問題と課題.
**1)** レースの振り返りのうち、「これはスイムが速くなったらバ」で始まり「の場合はことの外大きかった。」で終わる部分をそのまま書き写すこと。
**2)** レースの振り返りによると、今回のスイムは何時間何分でフィニッシュしたか。
**3)** レースの振り返りを最後の文の後から引き継ぎ、続きを書き進めること。

読解用抜粋.
これはスイムが速くなったらバイクも速い人のペースラインに乗れてバイクタイムも良くなると考えていたのと大きく異なる誤算だった。

実際にパワーデータを確認してみると、今までのレースでは平均パワー240〜250W、平均ケイデンス85〜90rpmの所が、今回は225w、83rpmだった。漕いでいるパワーは今までどおりでも脚を止めている時間が増えてしまった結果、平均が下がっている。平均が下がっていてもフィニッシュタイムが同等以上ならばそれも良しなのだが、今回はパンクの影響もなくはないが、3〜8分も余計にかかっているので失敗だったと言える。全体におけるバイクの不出来の影響は、自分の場合はことの外大きかった。

あとは暑さの影響、というよりも日本の9月の天候不順、冷えと寒さを感じながら過ごしてきた影響もあるだろうか。8月までは順調に暑さ対策ラン20km超を14回ケアンズからこなしてきて暑さへの適応は進んでいたはずなのに、9月半ばから暑いと思うこともなくむしろイベントで体を冷やして体調低下をしている期間が長かったのも不安要素だった。
この辺りレース前一ヶ月の体調コントロールの難しさも改めて実感した。

ここからは、各パートを振り返ってみよう。



落ち着いて準備も万端で集中して、スタートの瞬間を待った。
今回の遠征も気持ち良くリラックスして滞在、レースに集中することが出来て、ご一緒してくださる仲間に感謝至極!!



スイムはコナ、ノンウエットでのPBである1時間11分でフィニッシュ、昨年比7分短縮したので良く出来ました!!
往路は集団とブイから右に外れることがあり少しジグザクとしたものの33分で折返せて、このままいけば1時間10分切れる!と思ったものの、復路はうねりが徐々に出てきて集団での位置をうまく保って進めたものの38分(フローティングスタート位置までの距離もあるし)かかったものの、全般的に練習の成果を発揮出来たので90点以上の自己評価。
今後も今の泳ぎのイメージを保ちつつ、4,090m泳いだジグザクを減らし、集団での泳ぎをもっと楽にできるようにして、ノンウエットで1時間10分を切れるようにしたい。



トランジッションも順調でスムーズにバイクへと乗り移ることが出来た。



今回腹立たしいのは自分の持ち味であるバイクで頑張り尽くせなかったこと。

提供資料.
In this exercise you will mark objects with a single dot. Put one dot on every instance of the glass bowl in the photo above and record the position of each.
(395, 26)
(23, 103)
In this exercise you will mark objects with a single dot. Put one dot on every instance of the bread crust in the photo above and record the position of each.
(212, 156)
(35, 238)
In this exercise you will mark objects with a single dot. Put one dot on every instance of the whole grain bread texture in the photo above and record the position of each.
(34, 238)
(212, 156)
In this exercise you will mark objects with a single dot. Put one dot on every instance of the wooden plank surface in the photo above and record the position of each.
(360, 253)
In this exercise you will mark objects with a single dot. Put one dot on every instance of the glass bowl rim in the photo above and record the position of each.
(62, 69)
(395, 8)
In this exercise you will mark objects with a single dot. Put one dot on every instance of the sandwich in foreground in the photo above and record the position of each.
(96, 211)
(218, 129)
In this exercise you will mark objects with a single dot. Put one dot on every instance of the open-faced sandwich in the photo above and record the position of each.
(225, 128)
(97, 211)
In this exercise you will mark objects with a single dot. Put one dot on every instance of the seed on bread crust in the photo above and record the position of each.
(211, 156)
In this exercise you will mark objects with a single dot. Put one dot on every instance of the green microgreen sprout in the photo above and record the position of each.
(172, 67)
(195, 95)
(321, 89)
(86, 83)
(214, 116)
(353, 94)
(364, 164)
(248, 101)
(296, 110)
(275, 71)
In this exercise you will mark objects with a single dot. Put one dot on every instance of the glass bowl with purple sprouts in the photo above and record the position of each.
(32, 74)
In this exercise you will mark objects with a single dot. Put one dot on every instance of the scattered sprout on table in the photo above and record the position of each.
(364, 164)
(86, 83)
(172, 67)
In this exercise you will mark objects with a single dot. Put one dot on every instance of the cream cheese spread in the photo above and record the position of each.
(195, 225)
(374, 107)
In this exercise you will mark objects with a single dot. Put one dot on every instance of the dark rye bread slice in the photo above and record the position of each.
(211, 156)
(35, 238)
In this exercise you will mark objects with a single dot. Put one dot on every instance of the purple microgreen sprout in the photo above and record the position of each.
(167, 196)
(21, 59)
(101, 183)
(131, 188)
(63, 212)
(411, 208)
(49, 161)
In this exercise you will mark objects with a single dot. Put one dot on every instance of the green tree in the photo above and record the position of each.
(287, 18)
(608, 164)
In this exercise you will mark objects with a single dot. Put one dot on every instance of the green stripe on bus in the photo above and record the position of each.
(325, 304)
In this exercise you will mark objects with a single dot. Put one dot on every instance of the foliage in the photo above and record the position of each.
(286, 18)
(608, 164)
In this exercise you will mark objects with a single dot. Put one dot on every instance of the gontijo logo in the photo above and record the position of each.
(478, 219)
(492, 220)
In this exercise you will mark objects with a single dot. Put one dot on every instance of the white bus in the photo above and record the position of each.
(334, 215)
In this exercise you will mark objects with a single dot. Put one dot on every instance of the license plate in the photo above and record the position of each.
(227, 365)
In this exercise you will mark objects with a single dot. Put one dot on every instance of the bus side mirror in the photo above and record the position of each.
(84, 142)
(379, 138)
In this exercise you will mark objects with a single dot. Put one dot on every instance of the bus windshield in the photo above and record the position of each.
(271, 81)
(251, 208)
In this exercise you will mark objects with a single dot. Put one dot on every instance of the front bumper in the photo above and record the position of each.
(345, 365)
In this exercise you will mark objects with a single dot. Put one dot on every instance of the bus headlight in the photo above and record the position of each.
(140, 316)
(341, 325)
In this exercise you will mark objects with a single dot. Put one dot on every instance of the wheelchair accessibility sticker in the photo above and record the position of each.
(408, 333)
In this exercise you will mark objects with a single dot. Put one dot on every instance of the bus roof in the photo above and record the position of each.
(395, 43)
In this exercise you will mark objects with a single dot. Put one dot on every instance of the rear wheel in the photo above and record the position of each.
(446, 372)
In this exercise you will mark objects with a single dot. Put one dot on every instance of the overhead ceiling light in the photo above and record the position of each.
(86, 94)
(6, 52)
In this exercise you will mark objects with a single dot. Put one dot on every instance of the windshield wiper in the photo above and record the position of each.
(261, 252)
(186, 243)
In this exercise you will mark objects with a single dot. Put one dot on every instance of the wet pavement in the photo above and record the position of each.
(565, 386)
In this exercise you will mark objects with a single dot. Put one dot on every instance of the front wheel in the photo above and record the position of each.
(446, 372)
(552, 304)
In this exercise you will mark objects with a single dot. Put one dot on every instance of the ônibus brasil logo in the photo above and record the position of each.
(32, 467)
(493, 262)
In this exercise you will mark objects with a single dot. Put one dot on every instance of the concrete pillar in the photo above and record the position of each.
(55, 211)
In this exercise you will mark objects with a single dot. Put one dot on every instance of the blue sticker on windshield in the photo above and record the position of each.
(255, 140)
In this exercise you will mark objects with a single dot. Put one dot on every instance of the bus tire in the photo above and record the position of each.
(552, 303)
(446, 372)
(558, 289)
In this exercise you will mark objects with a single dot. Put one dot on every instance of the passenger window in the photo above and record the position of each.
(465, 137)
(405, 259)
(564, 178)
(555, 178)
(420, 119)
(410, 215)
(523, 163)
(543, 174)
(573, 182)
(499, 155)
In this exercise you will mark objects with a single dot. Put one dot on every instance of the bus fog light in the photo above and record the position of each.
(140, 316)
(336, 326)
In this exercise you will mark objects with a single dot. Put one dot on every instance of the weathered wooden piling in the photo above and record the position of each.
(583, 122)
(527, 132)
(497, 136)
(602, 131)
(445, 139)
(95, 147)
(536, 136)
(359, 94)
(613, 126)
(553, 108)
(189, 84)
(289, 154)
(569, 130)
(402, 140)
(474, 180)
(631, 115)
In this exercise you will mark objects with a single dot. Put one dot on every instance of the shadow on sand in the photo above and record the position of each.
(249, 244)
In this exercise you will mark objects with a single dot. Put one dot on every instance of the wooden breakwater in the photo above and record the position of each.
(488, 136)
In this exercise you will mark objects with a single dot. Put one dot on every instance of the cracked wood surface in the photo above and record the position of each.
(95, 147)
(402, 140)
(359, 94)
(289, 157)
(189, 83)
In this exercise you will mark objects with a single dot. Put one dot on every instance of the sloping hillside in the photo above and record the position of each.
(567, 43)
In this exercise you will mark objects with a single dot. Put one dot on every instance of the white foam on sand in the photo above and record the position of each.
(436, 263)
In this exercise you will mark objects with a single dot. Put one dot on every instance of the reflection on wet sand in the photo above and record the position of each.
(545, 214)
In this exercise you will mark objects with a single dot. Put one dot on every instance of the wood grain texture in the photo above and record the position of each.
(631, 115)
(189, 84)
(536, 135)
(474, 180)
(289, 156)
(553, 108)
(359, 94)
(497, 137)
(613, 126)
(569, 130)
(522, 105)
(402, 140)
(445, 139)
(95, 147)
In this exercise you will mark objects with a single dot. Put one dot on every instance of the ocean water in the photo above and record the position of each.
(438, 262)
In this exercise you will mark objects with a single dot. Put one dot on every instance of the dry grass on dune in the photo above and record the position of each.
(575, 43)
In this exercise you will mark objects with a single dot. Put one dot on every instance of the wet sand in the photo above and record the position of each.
* * *
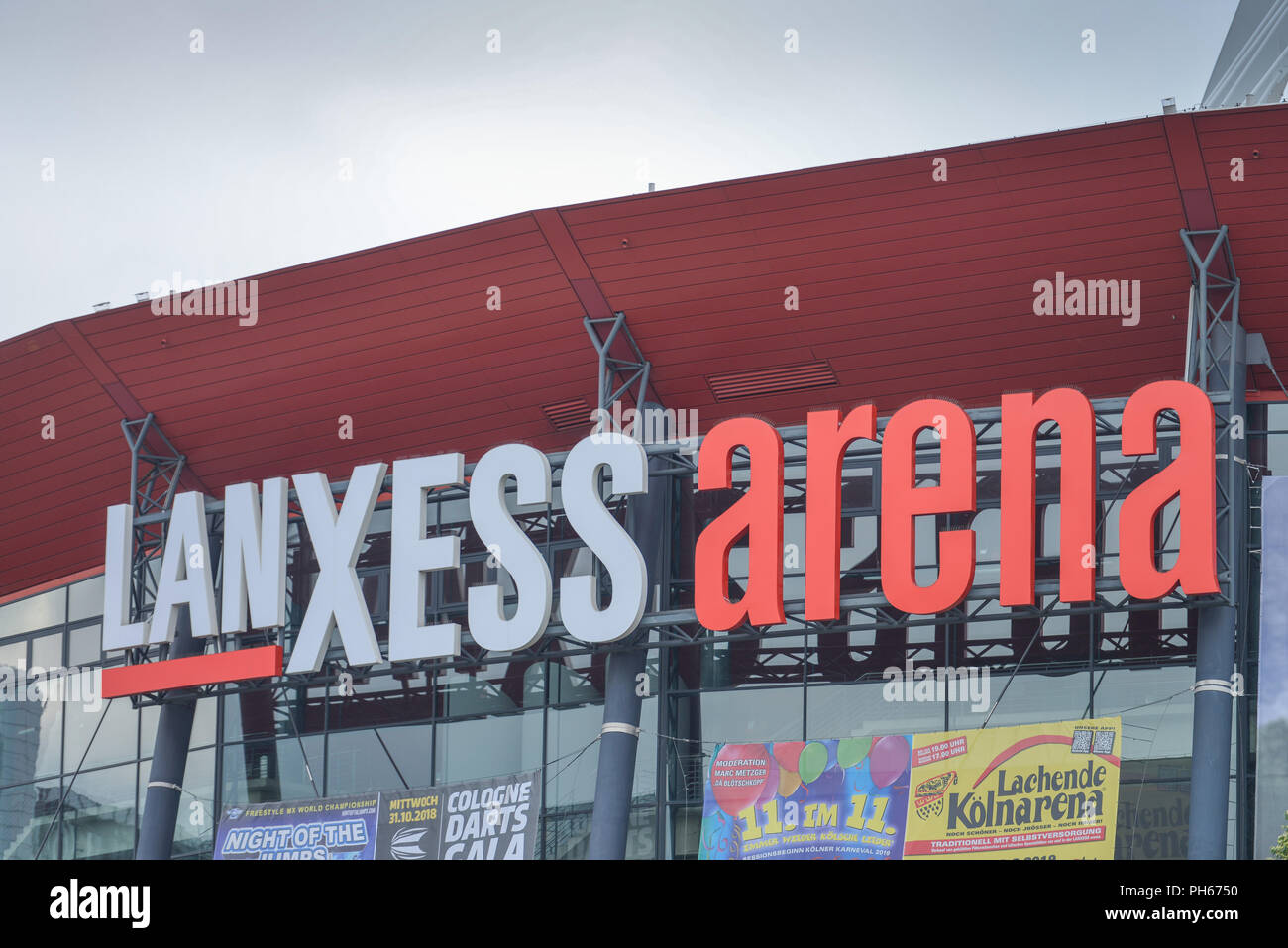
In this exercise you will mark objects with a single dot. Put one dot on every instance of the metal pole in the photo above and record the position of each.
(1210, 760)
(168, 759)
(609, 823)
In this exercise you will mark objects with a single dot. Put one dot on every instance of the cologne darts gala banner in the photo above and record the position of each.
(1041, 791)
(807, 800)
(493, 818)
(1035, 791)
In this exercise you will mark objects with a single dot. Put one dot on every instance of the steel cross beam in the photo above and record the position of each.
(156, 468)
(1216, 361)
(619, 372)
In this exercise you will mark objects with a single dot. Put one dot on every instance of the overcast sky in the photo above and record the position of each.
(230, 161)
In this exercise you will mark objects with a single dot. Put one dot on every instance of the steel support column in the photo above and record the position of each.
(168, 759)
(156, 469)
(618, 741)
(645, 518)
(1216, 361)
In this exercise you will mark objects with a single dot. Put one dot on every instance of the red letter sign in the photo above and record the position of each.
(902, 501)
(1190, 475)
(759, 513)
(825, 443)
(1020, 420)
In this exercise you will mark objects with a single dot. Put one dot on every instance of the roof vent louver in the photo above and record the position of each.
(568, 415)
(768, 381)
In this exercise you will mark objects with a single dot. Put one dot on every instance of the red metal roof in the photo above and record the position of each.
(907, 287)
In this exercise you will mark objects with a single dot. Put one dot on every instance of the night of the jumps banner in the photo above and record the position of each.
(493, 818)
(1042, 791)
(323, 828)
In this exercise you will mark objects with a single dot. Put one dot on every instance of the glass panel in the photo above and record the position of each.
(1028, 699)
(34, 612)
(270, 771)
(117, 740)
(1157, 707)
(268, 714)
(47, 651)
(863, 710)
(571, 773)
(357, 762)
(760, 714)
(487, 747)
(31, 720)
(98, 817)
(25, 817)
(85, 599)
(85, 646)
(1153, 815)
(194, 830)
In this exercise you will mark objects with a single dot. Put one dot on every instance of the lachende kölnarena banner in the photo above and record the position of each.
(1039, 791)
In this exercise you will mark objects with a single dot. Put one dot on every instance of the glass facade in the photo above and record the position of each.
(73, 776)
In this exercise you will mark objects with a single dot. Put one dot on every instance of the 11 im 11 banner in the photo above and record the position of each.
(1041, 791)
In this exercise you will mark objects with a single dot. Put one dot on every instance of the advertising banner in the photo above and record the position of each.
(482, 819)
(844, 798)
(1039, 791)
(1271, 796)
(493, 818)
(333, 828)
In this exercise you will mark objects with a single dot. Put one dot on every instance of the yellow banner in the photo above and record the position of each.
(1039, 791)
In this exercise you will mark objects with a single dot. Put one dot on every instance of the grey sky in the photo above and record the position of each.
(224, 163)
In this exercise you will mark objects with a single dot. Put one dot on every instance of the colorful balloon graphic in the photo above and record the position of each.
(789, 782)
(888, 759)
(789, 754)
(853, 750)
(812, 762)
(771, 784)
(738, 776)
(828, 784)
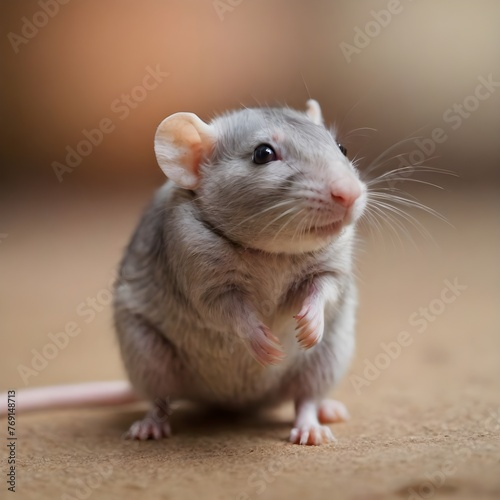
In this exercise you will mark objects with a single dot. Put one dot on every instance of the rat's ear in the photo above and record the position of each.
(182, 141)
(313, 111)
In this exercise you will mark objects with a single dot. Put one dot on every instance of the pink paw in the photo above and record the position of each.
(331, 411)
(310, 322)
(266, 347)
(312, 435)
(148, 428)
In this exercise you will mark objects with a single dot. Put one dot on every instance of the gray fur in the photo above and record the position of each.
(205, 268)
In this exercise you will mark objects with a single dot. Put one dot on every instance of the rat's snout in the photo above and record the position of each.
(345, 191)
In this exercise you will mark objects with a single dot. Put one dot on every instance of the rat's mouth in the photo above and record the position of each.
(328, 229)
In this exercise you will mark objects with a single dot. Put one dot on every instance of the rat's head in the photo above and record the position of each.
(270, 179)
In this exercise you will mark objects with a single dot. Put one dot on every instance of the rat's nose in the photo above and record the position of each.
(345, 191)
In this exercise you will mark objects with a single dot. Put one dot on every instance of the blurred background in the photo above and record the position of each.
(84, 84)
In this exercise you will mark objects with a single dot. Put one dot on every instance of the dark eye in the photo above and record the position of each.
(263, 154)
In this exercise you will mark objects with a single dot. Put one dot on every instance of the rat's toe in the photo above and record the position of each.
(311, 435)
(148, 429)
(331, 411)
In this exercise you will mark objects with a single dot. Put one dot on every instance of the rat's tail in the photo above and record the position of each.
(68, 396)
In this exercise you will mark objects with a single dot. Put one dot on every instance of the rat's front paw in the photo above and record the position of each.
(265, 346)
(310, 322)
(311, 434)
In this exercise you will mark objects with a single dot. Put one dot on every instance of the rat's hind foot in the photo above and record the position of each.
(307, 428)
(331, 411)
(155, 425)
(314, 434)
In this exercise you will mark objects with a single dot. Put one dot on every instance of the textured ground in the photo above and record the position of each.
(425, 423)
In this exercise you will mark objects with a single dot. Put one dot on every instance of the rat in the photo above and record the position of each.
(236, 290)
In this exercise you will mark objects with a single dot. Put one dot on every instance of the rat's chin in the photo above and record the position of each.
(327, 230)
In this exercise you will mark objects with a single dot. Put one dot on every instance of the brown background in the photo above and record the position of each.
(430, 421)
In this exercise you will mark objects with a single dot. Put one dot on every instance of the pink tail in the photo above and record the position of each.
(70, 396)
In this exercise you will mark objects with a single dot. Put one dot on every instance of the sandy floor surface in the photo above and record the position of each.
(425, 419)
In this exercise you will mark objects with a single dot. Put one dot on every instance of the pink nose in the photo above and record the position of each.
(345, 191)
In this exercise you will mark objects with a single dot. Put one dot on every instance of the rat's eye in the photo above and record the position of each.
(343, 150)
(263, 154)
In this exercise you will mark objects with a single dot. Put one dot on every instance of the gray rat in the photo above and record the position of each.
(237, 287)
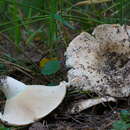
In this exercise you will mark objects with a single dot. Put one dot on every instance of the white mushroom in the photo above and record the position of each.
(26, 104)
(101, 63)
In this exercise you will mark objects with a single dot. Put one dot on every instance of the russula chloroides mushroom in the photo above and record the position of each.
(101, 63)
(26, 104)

解答.
**1)**
これはスイムが速くなったらバイクも速い人のペースラインに乗れてバイクタイムも良くなると考えていたのと大きく異なる誤算だった。

実際にパワーデータを確認してみると、今までのレースでは平均パワー240〜250W、平均ケイデンス85〜90rpmの所が、今回は225w、83rpmだった。漕いでいるパワーは今までどおりでも脚を止めている時間が増えてしまった結果、平均が下がっている。平均が下がっていてもフィニッシュタイムが同等以上ならばそれも良しなのだが、今回はパンクの影響もなくはないが、3〜8分も余計にかかっているので失敗だったと言える。全体におけるバイクの不出来の影響は、自分の場合はことの外大きかった。

**2)** 1時間11分。

**3)**
スイムが早く上がることで速いアスリートのペースで上がれていけるかと淡い期待を持っていて、しかし実際はドラフティングを避けるためにペースラインの後ろに脚を止めて下がっていくシーンが多く、平均ワットも例年よりも低くなってしまっていたこと。



昨年まではバイクで上げるのみ抜き去るのみという気概があったものの、今回は暑さの影響よりも甘えの結果に他ならない。
スイムアップのポジションを上げられた先のバイクでも初心忘れるべからず、脚を止めない休まないを徹底する!!



バイクでのもう一つの失敗はクイーンKを走り終え5時間切りはするべくランに向けてペースを落とし始めた多くのアスリートを抜き去ろうとダウンヒルからの左コーナーでラインを外して一気に抜きにかかったところセンターライン付近の穴に突っ込んでしまい前後輪パンクをさせてしまったこと。
そこからペースダウン、トランジット前のコーナーでもアウトに膨らみバリアに突っ込まないようにゆっくり走ることになりタイムを落としてしまったこと。
バイクはスイムで得た時間を活かすことが出来なかったのが悔やまれる。



全体的にはコナウインドの影響は軽微でタイムの出しやすいコンディションだったと言えるものの、風が強くない=雲が出ない=日差しの暑さがキツい!となり、実際にレース後には脱水症状に陥っていたので、自分自身においては十分と思っていた水分とミネラル補給でも足りていなかったことが分かる。
ランでもその影響を感じてつらい局面もあった。



ランはバイク後半からの暑さから疲労感が強く冷却が必須だと判断、冷却素材のタオルを頭に巻いて走り出す。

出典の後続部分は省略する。